◆ **Collection entries**
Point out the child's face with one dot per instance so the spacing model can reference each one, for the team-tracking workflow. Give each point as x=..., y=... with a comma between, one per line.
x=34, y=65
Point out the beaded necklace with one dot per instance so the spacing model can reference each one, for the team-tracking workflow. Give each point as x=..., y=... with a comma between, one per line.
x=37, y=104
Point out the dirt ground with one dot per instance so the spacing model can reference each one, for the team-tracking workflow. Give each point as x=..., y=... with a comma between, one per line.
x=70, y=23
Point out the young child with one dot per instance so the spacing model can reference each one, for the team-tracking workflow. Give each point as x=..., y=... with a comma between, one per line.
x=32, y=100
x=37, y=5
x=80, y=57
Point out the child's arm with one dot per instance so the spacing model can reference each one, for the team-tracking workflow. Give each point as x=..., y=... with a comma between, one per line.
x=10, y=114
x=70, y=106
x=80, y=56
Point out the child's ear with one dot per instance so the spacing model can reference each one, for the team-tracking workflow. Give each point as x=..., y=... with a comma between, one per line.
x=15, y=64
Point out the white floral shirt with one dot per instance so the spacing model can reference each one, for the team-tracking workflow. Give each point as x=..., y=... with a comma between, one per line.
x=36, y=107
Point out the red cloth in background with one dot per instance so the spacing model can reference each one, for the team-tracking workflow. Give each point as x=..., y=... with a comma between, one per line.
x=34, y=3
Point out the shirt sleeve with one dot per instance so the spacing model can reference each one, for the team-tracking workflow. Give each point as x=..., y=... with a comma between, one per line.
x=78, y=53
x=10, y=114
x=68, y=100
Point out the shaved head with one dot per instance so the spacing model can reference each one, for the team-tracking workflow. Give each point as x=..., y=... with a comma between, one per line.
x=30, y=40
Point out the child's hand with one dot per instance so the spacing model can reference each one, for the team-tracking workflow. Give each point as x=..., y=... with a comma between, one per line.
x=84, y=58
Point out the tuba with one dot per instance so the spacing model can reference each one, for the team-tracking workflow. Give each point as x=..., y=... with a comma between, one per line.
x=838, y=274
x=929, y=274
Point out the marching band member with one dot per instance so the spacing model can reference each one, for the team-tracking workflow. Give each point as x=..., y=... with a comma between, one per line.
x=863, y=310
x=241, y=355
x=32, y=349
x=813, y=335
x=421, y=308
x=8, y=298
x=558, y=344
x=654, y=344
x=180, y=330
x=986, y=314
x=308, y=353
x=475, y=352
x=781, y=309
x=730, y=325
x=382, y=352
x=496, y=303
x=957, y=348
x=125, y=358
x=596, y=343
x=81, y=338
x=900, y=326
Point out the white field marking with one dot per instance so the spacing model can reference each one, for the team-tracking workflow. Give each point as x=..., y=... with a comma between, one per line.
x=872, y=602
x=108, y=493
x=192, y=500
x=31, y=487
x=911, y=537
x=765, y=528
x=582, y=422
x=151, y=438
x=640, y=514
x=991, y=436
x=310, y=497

◆ **DIRECTIONS**
Exactly the lines from the one containing "Point out the shaved" through the end of the records above are to be printed, and no others.

◆ **RESPONSE**
Point out the shaved head with one dot per instance so the spacing model can reference each one, for the team-tracking workflow. Give each point as x=..., y=... with a comma between, one per line.
x=30, y=40
Point out the child's hand with one dot per instance so the spacing model can reference each one, for the team-tracking workflow. Give each point as x=..., y=... with a comma between, one per line.
x=84, y=58
Point out the tuba with one dot per instance so the spacing model can reference each one, for the team-tracking workflow. Give each point as x=..., y=... with a comma between, one per line.
x=838, y=274
x=929, y=274
Point out the marching band member with one dot per instance so the spacing model can reference each one, for the team-tracking workflow. Give each point as x=..., y=... with a comma between, one per line.
x=863, y=310
x=241, y=355
x=32, y=349
x=813, y=335
x=421, y=308
x=8, y=298
x=558, y=344
x=654, y=344
x=180, y=330
x=986, y=314
x=308, y=353
x=475, y=352
x=781, y=309
x=730, y=325
x=382, y=352
x=496, y=303
x=957, y=348
x=125, y=358
x=596, y=343
x=81, y=338
x=900, y=326
Point out the white field marking with one dot per instance so the spacing model can reference each one, for the team-tracking workflow. Give each point as x=..., y=... with a comma between, one per line.
x=872, y=602
x=108, y=493
x=192, y=500
x=31, y=487
x=911, y=537
x=765, y=528
x=582, y=422
x=151, y=438
x=640, y=514
x=991, y=436
x=310, y=497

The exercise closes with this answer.